**Estratto del documento:**
........

2. Il ricorrente aveva dedotto che era stato assunto dalla Asl di Lodi con la qualifica di “conduttore di generatori di vapori”; che nel 1995 aveva chiesto e ottenuto il trasferimento presso l’Ospedale di Potenza, ma poiché in detto ospedale la gestione dei generatori era stata privatizzata, era stato dapprima trasferito ad altra struttura e solo in un secondo momento era stato inserito nei ruoli del predetto ospedale, ma come addetto alle cucine; che l’Azienda ospedaliera lo aveva successivamente qualificato come “addetto alla manutenzione delle apparecchiature elettromedicali e manutentore di apparecchiature diverse”; che nel marzo 2006 gli era stata attribuita la qualifica di “operatore tecnico specializzato esperto”, categoria C; che era stato esiliato in un locale antigienico e senza telefono.
3. Il Giudice di primo grado aveva respinto la domanda osservando che, in ordine al preteso demansionamento, il ricorrente aveva omesso di indicare in concreto le mansioni iniziali di
conduttore di caldaie e quelle successive di addetto alle cucine, rendendo così impossibile accertare se le seconde rientrassero o meno nel profilo di appartenenza; che, anche in ordine alla condotta asseritamente persecutoria, non poteva qualificarsi come tale il negato trasferimento ad altra sede.

........

**Dati estratti:**

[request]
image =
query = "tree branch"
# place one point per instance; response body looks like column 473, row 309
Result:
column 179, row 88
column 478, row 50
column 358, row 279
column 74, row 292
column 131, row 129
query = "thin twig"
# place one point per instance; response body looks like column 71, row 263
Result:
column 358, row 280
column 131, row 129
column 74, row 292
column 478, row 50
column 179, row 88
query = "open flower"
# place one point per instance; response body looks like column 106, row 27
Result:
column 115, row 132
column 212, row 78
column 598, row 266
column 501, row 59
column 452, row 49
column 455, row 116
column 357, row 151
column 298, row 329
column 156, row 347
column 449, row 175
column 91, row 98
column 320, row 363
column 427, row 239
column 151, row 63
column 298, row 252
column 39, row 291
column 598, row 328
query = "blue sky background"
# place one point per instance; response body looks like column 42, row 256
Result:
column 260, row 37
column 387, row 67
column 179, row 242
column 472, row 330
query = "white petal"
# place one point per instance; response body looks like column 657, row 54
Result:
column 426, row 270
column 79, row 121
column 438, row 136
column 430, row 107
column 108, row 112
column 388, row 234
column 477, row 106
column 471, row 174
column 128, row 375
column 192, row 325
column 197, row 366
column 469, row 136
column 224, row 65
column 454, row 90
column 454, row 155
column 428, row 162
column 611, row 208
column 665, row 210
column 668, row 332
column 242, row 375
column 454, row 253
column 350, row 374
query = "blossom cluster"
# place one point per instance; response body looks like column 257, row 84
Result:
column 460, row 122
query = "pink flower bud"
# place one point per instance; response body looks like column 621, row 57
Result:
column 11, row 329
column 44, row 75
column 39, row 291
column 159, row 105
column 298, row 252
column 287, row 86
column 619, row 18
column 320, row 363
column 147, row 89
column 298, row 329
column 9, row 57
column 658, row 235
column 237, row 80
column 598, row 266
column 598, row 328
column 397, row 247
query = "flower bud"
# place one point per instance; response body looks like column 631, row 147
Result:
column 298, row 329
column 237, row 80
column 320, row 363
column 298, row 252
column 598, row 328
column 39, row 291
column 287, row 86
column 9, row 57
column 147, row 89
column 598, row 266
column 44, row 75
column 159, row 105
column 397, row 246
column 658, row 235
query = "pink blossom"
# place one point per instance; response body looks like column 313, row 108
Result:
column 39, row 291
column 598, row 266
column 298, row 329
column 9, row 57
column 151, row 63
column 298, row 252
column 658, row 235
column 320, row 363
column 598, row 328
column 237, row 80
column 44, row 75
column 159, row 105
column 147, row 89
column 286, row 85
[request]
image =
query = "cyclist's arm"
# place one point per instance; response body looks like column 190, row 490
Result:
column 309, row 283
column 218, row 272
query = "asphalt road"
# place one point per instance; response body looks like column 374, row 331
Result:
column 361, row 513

........

**Esercizi:**
1/ Indica se ciascuna affermazione concorda con l'estratto sul ricorso, rispondendo sì o no e citando le parole decisive dell'estratto. (a) Il ricorrente era stato assunto dalla Asl di Lodi. (b) Nel 1995 al ricorrente era stato negato il trasferimento presso l'Ospedale di Potenza. (c) Il Giudice di primo grado aveva accolto la domanda.
2/ Riporta la parte dell'estratto compresa tra "2. Il ricorrente" e "e senza telefono.", estremi inclusi, ribattezzando "ricorrente" come "dipendente".
Il materiale non ha alcun legame con l'estratto.

**Soluzioni degli esercizi:**
1/
(a) Sì: "era stato assunto dalla Asl di Lodi con la qualifica di “conduttore di generatori di vapori”".
(b) No: "nel 1995 aveva chiesto e ottenuto il trasferimento presso l’Ospedale di Potenza".
(c) No: "Il Giudice di primo grado aveva respinto la domanda".

2/
2. Il dipendente aveva dedotto che era stato assunto dalla Asl di Lodi con la qualifica di “conduttore di generatori di vapori”; che nel 1995 aveva chiesto e ottenuto il trasferimento presso l’Ospedale di Potenza, ma poiché in detto ospedale la gestione dei generatori era stata privatizzata, era stato dapprima trasferito ad altra struttura e solo in un secondo momento era stato inserito nei ruoli del predetto ospedale, ma come addetto alle cucine; che l’Azienda ospedaliera lo aveva successivamente qualificato come “addetto alla manutenzione delle apparecchiature elettromedicali e manutentore di apparecchiature diverse”; che nel marzo 2006 gli era stata attribuita la qualifica di “operatore tecnico specializzato esperto”, categoria C; che era stato esiliato in un locale antigienico e senza telefono.